To do
In the listing below, how many lines hold the string "blue"? Reply with the number and nothing else.

Provided entries
──────────────────────────────

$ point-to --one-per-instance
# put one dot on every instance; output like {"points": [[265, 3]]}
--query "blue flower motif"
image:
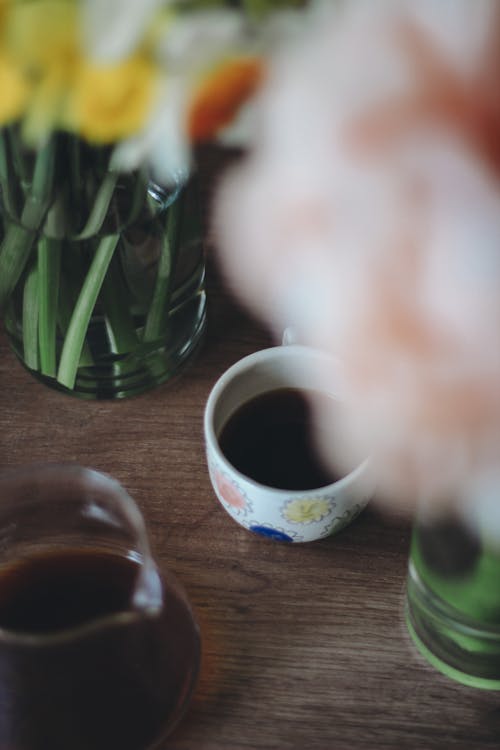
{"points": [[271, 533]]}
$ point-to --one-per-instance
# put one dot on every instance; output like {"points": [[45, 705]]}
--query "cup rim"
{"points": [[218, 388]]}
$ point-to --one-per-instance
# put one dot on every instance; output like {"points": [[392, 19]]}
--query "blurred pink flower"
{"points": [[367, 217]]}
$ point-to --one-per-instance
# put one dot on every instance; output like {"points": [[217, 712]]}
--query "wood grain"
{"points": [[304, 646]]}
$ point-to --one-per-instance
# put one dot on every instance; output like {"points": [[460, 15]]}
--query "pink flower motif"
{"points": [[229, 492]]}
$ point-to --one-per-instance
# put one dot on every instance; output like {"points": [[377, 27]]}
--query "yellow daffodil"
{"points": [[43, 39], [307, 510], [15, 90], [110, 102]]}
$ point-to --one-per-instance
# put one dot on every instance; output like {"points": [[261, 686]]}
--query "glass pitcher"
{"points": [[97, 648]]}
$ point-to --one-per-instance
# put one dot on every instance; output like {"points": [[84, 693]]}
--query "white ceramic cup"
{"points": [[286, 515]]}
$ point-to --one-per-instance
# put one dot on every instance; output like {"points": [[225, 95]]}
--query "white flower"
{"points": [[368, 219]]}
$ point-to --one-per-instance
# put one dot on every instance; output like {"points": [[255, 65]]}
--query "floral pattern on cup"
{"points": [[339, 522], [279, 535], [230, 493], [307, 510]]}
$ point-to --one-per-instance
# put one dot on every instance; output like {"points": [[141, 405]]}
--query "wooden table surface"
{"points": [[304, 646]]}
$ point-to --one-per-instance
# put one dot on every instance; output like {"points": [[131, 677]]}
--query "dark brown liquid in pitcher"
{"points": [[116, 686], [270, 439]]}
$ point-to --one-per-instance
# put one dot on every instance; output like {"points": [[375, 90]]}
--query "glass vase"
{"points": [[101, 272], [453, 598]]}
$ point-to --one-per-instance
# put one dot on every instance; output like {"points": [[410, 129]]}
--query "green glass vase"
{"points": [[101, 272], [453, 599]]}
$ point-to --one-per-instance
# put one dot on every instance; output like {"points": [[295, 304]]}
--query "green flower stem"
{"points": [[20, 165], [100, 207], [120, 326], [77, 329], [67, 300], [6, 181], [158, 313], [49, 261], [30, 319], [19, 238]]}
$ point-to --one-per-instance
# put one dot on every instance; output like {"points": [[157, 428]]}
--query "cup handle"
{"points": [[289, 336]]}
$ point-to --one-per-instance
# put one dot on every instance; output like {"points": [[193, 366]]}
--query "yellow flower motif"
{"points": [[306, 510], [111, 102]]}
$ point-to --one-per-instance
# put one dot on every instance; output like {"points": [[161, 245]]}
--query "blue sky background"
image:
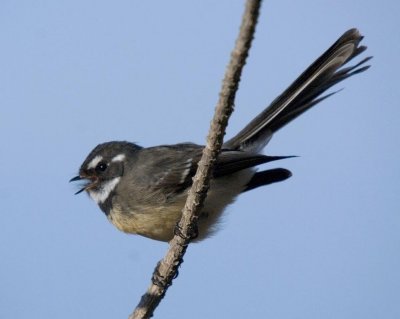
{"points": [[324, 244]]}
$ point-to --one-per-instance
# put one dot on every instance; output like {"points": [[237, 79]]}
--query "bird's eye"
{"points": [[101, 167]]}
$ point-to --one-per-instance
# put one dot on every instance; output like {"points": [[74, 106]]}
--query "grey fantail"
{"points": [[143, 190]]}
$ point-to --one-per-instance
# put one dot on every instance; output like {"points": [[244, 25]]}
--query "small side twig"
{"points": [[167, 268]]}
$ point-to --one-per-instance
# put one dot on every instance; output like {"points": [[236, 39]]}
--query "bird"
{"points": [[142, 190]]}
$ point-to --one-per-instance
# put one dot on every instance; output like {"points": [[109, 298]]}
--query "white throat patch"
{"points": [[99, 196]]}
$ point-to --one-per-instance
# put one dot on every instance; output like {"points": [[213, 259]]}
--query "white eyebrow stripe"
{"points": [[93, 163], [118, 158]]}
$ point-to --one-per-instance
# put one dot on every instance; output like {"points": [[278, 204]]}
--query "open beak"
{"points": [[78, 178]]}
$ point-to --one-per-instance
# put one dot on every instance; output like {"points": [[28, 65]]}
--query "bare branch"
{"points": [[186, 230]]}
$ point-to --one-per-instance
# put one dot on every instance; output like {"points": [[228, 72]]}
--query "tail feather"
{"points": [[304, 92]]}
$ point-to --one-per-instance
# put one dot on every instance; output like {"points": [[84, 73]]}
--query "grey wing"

──────────────────────────────

Answer to the exercise
2